(Records from a data source)

====================

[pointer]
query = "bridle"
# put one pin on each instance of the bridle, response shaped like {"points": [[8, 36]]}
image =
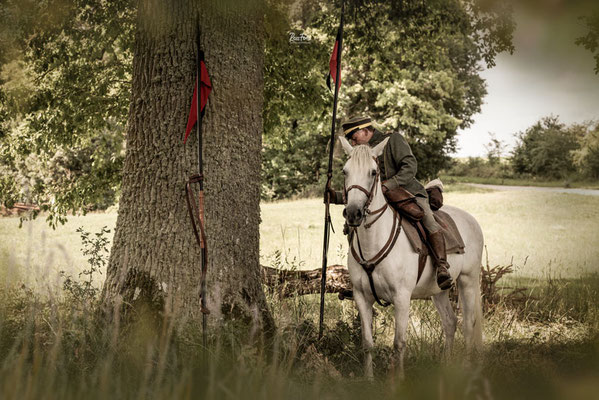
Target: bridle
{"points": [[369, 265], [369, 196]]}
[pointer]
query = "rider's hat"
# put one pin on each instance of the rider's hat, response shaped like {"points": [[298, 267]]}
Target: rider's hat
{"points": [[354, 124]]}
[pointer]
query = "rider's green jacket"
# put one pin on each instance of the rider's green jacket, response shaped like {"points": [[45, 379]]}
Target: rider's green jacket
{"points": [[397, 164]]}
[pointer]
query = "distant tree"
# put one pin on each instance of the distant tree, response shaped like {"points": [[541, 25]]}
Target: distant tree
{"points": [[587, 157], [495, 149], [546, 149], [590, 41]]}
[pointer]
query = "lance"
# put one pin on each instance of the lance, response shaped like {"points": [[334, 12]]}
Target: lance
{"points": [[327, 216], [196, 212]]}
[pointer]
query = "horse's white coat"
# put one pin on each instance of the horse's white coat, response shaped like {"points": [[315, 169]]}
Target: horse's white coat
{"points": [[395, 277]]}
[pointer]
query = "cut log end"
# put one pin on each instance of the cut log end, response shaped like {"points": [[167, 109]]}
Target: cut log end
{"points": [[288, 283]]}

====================

* **Prompt**
Reproduce all of the data exactly; the pictures do not belong in the copy.

* **Output**
[pointer]
query = "bridle"
# put one pin on each instance of the bridle, response shaped like {"points": [[8, 36]]}
image =
Target: bridle
{"points": [[369, 265], [369, 196]]}
[pointer]
query = "rider's hat"
# put one pin on each instance of the rider's hat, response shaped like {"points": [[298, 267]]}
Target: rider's hat
{"points": [[354, 124]]}
[pointer]
query = "rider's green jacket"
# put one pin on each instance of the rider's green jacket, response shaped like {"points": [[45, 379]]}
Target: rider's green jacket
{"points": [[397, 164]]}
[pointer]
query = "distant tree"
# put one pin on each instance of the distant tree, response shaped like {"points": [[541, 25]]}
Target: distant tree
{"points": [[587, 157], [495, 149], [546, 149], [590, 41]]}
[pointer]
query = "lance"
# put one pin on each instance of the lance, response shaped like {"points": [[334, 12]]}
Target: lance
{"points": [[327, 216], [196, 212]]}
[pointer]
query = "horse's white coat"
# put one pin on each instance of the horse's white coat, response shaped like {"points": [[315, 169]]}
Target: horse's white coat
{"points": [[395, 277]]}
[pointer]
query = "cut log end"
# put one pin on each instance of the cut log end, response shaped like {"points": [[167, 109]]}
Target: cut log end
{"points": [[288, 283]]}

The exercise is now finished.